- **Data in this exercise**:
--

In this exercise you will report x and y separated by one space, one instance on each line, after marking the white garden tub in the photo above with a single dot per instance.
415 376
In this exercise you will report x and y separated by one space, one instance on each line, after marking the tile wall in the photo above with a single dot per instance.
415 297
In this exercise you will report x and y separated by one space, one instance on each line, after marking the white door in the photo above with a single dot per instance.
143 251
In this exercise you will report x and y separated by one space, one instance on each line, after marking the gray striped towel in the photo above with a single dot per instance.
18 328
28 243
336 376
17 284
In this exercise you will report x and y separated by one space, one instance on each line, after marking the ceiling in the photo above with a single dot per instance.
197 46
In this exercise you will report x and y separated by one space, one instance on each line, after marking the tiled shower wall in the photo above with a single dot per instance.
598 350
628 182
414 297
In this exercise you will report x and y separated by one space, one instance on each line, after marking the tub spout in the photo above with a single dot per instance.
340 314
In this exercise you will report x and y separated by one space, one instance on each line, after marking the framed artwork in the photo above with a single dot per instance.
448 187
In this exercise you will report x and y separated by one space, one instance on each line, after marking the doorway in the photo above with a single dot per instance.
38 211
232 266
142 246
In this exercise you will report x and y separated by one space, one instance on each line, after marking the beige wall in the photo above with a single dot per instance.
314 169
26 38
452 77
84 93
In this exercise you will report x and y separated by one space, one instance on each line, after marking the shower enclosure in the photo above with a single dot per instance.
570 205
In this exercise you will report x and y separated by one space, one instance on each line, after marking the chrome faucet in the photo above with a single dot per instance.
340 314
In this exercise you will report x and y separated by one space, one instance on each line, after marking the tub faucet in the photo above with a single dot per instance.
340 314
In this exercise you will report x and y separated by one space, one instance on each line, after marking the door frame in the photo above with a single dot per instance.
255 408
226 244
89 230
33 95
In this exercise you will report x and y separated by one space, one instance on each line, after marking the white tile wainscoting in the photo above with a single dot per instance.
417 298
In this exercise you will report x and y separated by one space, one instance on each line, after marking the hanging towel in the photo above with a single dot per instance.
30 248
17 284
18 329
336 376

--

- **Description of the task**: Give back, unchanged, every line from the one with "marking the beige" to the end of the entries above.

- **Reply to the task**:
In this exercise you will report x and y separated by one space, one instance on each line, after marking the beige wall in the photo above with a single dot per instance.
314 169
26 38
452 77
84 93
In this exercise you will report x and y separated by one space, one instance on each line, after marking the shower enclosure in the photo above with a single dot per instance.
570 205
In this exercise you will report x and y separated by one space, one instance on each line, after marking the chrome faucet in the photo above with a single dot per instance.
340 314
In this exercise you will report x and y separated by one space, one instance on each line, after marking the tub faucet in the photo above with a single dot per instance.
340 314
In this exercise you will report x and y separated by one space, one instance on each line, after marking the door frame in the photo above with a single dot per instance.
255 408
226 244
89 230
33 95
In this exercise you will report x and y separated by one space, one instance on each line, after marking the white tile wainscoting in the photo above with a single dot per instance.
417 298
In this exercise you will report x and y separated by one space, one instance on each line, after marking the hanging towel in the photo above with a single dot per instance.
30 248
17 284
18 329
336 376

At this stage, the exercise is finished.